ALL ABOUT "CHORTLES"
Or, everything you wanted to know about this 8-letter word!
By Ovid Publius Hadweenzic, a professor of paltry pedantry with a passionate interest in high-energy brain candy, low-calorie chit-chat, not to mention flatulent free food for thought.
The other day as I was leafing through an oddly-named if not rather obscure journal, “Physica D”, (devoted to an astounding array of articles about cellular automata), my mind began to wander.
In what some of my colleagues prefer to call “a state of chortle-sin”, I realized that there was more to life than perusing pithy papers that rarely see the light of day.
To be truthful, my mind meandered about as if it had just escaped from the confines of a sandbox onto a great long beach as far as the eye could see. With oodles of things to capture my short attention span, and an urgent need to express myself in the form of a chortle, chuckle, fleer, giggle, guffaw, heehaw, howl, laugh, roar, smirk, snicker, snort or titter, I set about the titillating task of flexing my funnybone and flapping my gums simultaneously.
Anyway, to make a long-story short, I settled on “chortle” as it hit the right spot so to speak. After all, it's a word crafted by one of my favorite authors, Lewis Carroll. Found in his celebrated work, Through the Looking-Glass (written in 1872), the word "chortle" is a combination of two deliriously-droll, dopamine-inducing activities better known as “chuckling” and “snorting”.
Controlling my giggles enough to Google “chortle”, I found no less than 488,000 web page references to this rarely used term found in either conversation or in writing.
Since Carroll’s coining of this word more than a century ago, new meanings seem to have emerged for the gleeful yet humble verb, “to chortle”.

Dataset extract:
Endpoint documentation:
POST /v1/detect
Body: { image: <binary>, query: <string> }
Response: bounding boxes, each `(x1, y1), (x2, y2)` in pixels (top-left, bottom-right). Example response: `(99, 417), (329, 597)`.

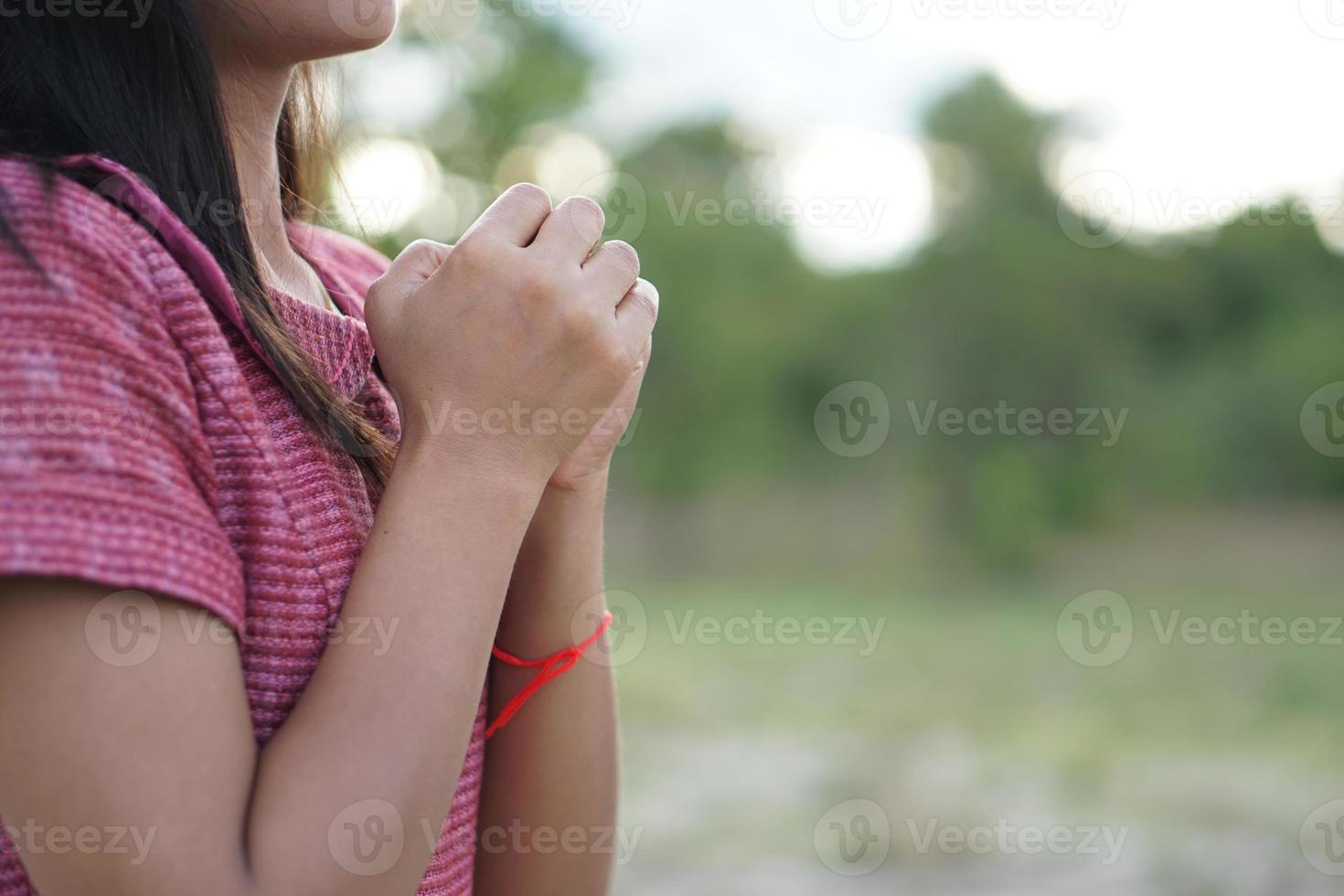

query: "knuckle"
(630, 280), (658, 324)
(563, 197), (606, 231)
(603, 240), (640, 277)
(504, 183), (551, 211)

What the task asks:
According to the essay on the word "chortle," which two activities does the word combine? The material plays no part in what comes next.

Finished exercise:
Chuckling and snorting.